Performance fix 1 – Removing reflection / PropertyInfo.SetValue() and Convert.ChangeType()

Our first approach will be to remove the use of reflection and change type for assigning values. Since we need to maintain a flexibility, we need another “generic” method of assigning values to variables. Since functional programming is cool, let’s approach this problem by defining a function delegate Action<string[], T> that is responsible for assigning values to an object of type T given an array of strings.

This involves updating the signature for ReadEvents<T> as below (the signature change on lines 1-2, and invoking the function delegate on line 25).

public IEnumerable<TypedEventPayload<T>> ReadEvents<T>(Stream stream,
Action<string[], T> assign) where T : new()
{
StreamReader sr = new StreamReader(stream);
String line = null;
var fields = typeof(T).GetProperties();
var lastField = fields.Last();
while ((line = sr.ReadLine()) != null)
{
if (line.StartsWith("EventShape,"))
continue;
string[] tokens = line.Split(new char[] { ',' });
TypedEventPayload<T> ep = new TypedEventPayload<T>();
ep.Payload = new T();
ep.Shape = (EventShape)Enum.Parse(typeof(EventShape), tokens[0]);
ep.StartTime = DateTime.Parse(tokens[1], CultureInfo.CurrentCulture, DateTimeStyles.AssumeUniversal);
if (String.IsNullOrEmpty(tokens[2]))

### Extracted information
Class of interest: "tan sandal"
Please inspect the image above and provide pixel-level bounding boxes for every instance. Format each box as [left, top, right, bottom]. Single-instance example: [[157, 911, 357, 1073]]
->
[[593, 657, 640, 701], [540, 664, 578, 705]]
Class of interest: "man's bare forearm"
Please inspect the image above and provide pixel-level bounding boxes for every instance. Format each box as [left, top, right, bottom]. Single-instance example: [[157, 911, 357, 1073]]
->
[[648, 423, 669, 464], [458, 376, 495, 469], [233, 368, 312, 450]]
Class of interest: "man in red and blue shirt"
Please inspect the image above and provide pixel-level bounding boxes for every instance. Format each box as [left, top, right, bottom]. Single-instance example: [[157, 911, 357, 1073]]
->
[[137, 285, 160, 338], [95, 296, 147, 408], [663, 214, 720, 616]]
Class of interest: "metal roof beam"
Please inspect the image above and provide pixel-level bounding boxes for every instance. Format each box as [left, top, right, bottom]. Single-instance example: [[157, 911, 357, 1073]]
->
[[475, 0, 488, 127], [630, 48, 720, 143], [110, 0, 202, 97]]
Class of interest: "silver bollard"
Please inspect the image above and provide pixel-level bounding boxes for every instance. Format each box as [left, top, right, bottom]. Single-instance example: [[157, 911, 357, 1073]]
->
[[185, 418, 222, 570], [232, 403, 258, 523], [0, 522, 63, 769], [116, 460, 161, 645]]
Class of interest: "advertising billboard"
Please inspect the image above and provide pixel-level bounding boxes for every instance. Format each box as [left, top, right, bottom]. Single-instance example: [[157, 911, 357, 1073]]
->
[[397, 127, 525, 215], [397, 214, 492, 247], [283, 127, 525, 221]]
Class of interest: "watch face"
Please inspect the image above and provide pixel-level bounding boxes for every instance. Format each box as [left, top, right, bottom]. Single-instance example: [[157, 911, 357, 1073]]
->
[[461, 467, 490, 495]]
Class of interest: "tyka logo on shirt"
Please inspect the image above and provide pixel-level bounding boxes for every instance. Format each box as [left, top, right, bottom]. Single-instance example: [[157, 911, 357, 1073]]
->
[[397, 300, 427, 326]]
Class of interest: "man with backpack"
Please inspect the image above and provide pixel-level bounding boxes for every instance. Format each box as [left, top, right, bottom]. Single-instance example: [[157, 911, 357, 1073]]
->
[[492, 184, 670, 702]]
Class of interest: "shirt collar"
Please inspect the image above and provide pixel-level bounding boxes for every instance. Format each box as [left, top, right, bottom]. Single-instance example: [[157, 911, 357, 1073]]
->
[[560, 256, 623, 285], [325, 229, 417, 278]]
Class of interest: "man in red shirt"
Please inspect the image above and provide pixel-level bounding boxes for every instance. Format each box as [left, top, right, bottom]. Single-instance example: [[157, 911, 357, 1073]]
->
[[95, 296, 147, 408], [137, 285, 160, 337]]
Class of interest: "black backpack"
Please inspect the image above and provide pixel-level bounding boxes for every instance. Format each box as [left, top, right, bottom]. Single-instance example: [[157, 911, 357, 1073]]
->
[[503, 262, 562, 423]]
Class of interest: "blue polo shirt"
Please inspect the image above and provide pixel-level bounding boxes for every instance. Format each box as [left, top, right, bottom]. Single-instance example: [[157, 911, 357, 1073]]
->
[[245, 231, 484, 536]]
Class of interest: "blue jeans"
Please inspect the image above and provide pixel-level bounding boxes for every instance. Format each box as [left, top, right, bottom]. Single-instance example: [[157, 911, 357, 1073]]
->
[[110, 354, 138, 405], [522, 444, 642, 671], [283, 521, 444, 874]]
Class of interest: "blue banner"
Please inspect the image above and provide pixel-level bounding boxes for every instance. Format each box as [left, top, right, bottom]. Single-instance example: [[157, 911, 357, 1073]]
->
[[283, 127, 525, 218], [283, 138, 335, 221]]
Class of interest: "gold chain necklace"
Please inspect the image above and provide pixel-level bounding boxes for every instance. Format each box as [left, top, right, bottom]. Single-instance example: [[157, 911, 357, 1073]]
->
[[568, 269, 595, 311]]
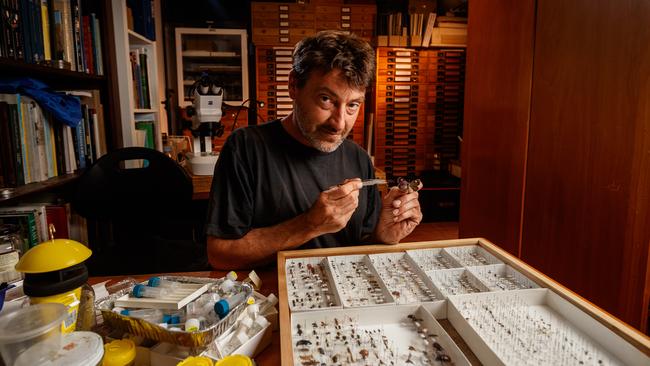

### What to produce
Reproduce the excerpt on removing reflection from "Our first approach" up to and including "sr.ReadLine()) != null)", character for character.

### Task response
Our first approach will be to remove the use of reflection and change type for assigning values. Since we need to maintain a flexibility, we need another “generic” method of assigning values to variables. Since functional programming is cool, let’s approach this problem by defining a function delegate Action<string[], T> that is responsible for assigning values to an object of type T given an array of strings.

This involves updating the signature for ReadEvents<T> as below (the signature change on lines 1-2, and invoking the function delegate on line 25).

public IEnumerable<TypedEventPayload<T>> ReadEvents<T>(Stream stream,
Action<string[], T> assign) where T : new()
{
StreamReader sr = new StreamReader(stream);
String line = null;
var fields = typeof(T).GetProperties();
var lastField = fields.Last();
while ((line = sr.ReadLine()) != null)